Check each line of the entries below for the string "horse"; copy every line where it appears.

----------------

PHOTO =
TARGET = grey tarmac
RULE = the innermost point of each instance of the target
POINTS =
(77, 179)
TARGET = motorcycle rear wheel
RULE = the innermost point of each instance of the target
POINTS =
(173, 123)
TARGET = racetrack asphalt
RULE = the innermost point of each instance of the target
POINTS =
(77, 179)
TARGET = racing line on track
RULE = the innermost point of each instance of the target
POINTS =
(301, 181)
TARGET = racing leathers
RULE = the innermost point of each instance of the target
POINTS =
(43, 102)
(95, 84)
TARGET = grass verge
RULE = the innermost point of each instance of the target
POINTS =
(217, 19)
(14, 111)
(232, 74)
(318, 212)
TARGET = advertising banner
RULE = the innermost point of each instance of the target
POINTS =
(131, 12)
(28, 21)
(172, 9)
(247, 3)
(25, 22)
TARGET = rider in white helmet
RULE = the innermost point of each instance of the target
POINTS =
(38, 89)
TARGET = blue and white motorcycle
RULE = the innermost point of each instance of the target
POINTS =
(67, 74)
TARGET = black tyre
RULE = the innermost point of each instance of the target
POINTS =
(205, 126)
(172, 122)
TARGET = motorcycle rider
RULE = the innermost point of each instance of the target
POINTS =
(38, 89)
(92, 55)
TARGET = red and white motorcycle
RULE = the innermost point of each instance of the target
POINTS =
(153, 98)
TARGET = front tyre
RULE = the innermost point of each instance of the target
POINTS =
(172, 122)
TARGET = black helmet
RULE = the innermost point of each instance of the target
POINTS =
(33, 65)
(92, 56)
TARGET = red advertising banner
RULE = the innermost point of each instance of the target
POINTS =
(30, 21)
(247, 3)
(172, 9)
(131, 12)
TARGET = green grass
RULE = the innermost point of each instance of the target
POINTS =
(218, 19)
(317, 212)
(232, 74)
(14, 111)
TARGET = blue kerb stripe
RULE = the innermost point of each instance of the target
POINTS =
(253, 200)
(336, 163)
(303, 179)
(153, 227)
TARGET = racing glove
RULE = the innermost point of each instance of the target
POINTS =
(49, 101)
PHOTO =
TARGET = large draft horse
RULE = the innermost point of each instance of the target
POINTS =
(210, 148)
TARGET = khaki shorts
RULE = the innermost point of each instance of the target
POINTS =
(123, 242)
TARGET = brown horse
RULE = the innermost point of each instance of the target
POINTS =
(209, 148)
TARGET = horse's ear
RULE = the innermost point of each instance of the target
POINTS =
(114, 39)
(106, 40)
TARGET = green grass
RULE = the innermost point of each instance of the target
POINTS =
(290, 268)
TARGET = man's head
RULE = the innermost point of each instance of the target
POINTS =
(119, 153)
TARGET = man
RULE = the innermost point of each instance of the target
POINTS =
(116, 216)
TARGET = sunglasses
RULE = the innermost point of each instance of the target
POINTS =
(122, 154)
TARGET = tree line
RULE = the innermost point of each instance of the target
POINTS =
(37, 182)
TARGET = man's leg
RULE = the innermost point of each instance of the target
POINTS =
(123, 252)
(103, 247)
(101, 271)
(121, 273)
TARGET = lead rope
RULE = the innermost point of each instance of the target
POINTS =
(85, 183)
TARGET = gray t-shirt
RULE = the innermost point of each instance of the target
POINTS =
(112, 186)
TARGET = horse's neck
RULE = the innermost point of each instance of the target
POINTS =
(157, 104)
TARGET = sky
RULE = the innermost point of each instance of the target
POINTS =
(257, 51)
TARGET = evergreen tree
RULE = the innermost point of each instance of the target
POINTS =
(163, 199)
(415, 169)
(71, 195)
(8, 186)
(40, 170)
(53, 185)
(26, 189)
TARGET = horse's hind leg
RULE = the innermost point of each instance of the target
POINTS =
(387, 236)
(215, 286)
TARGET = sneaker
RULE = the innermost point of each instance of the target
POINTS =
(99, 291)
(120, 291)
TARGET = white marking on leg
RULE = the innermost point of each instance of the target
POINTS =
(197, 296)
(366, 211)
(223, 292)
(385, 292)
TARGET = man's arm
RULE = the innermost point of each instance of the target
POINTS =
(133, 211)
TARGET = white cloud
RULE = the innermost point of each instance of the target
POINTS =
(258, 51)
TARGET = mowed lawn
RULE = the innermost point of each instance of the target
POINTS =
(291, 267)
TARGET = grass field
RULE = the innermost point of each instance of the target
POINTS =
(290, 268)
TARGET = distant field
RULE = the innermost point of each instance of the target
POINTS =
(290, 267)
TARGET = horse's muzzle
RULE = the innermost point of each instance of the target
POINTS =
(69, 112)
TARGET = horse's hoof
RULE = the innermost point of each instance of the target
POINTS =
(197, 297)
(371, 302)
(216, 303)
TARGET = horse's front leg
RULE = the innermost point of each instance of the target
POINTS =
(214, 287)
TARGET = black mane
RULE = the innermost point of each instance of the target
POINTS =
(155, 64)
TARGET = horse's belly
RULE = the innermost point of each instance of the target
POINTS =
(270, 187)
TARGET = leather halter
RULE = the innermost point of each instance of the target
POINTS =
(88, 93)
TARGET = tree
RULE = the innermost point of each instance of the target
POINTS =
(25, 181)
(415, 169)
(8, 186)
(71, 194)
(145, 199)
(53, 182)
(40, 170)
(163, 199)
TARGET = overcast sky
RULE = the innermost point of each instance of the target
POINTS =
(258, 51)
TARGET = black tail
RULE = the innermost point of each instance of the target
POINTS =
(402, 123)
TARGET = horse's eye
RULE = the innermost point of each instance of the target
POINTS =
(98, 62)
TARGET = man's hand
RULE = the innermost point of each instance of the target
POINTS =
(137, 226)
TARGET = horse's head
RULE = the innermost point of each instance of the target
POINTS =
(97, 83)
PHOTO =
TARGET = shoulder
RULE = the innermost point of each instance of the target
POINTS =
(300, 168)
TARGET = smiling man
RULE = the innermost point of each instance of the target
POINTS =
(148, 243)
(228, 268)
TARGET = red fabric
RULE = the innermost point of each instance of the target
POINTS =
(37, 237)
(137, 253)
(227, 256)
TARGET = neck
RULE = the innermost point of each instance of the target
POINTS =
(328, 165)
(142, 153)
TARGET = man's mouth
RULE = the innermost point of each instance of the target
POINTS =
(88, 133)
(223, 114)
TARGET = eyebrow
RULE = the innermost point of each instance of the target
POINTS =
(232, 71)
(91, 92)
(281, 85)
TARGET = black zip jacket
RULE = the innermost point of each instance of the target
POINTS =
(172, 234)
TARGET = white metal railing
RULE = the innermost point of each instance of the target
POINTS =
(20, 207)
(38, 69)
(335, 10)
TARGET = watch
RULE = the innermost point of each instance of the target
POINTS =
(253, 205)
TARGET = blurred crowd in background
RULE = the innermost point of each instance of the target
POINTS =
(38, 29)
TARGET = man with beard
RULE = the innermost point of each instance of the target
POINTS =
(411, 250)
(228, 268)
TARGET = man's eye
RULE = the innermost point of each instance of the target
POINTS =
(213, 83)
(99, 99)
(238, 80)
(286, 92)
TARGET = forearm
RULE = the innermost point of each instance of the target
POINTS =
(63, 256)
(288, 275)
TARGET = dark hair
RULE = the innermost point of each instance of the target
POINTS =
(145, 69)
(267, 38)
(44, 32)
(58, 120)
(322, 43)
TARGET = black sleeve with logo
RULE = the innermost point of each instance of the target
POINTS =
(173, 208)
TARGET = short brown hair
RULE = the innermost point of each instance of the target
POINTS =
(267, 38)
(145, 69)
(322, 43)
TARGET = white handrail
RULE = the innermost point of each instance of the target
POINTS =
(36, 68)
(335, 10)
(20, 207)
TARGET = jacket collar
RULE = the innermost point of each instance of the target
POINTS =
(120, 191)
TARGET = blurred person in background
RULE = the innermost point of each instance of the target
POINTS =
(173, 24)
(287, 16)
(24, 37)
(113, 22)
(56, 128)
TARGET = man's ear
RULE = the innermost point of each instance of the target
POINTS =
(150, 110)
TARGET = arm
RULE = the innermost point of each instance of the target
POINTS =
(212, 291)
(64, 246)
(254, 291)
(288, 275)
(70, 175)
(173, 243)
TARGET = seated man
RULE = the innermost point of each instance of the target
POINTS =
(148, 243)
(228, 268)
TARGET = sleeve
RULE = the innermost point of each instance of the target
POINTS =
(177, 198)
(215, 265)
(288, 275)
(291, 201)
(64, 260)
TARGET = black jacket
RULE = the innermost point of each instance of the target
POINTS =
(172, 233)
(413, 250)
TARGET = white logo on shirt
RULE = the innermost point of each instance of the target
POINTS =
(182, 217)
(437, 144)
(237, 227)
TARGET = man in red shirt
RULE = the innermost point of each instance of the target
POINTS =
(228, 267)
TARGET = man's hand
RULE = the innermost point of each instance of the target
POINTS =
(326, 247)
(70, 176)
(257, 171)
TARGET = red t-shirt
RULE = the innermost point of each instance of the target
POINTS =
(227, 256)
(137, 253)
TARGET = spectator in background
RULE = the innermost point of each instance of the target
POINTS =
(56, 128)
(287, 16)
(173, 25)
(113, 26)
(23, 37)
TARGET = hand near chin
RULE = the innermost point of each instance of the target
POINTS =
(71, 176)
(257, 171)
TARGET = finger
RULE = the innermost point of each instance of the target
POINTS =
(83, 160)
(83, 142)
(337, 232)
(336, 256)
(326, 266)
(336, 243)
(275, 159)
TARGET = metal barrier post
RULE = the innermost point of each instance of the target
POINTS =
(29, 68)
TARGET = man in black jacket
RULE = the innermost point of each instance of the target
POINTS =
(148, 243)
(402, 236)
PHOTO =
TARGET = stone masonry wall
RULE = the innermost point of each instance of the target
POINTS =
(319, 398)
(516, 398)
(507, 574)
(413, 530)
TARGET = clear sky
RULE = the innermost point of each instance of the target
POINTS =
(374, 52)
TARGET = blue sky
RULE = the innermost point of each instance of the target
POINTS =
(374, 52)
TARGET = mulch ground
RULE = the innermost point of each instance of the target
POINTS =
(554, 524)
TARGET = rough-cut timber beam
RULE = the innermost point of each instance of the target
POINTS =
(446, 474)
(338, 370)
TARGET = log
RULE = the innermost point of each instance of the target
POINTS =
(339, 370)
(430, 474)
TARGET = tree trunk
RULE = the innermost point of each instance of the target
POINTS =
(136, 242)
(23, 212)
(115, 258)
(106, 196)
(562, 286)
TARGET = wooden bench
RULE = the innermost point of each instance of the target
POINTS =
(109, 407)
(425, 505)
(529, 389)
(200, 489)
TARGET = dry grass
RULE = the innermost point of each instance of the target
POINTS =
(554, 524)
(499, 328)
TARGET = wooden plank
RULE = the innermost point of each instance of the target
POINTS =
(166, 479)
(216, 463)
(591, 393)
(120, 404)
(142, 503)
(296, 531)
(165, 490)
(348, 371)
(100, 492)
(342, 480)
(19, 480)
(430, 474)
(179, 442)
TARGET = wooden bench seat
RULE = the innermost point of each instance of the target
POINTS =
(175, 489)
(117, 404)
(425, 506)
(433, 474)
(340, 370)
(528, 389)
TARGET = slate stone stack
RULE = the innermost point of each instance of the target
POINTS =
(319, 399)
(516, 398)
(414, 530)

----------------

**Task result**:
TARGET = large draft horse
TARGET = brown horse
TARGET = horse's ear
TARGET = horse's neck
TARGET = horse's hind leg
TARGET = horse's muzzle
TARGET = horse's hoof
TARGET = horse's front leg
TARGET = horse's belly
TARGET = horse's eye
TARGET = horse's head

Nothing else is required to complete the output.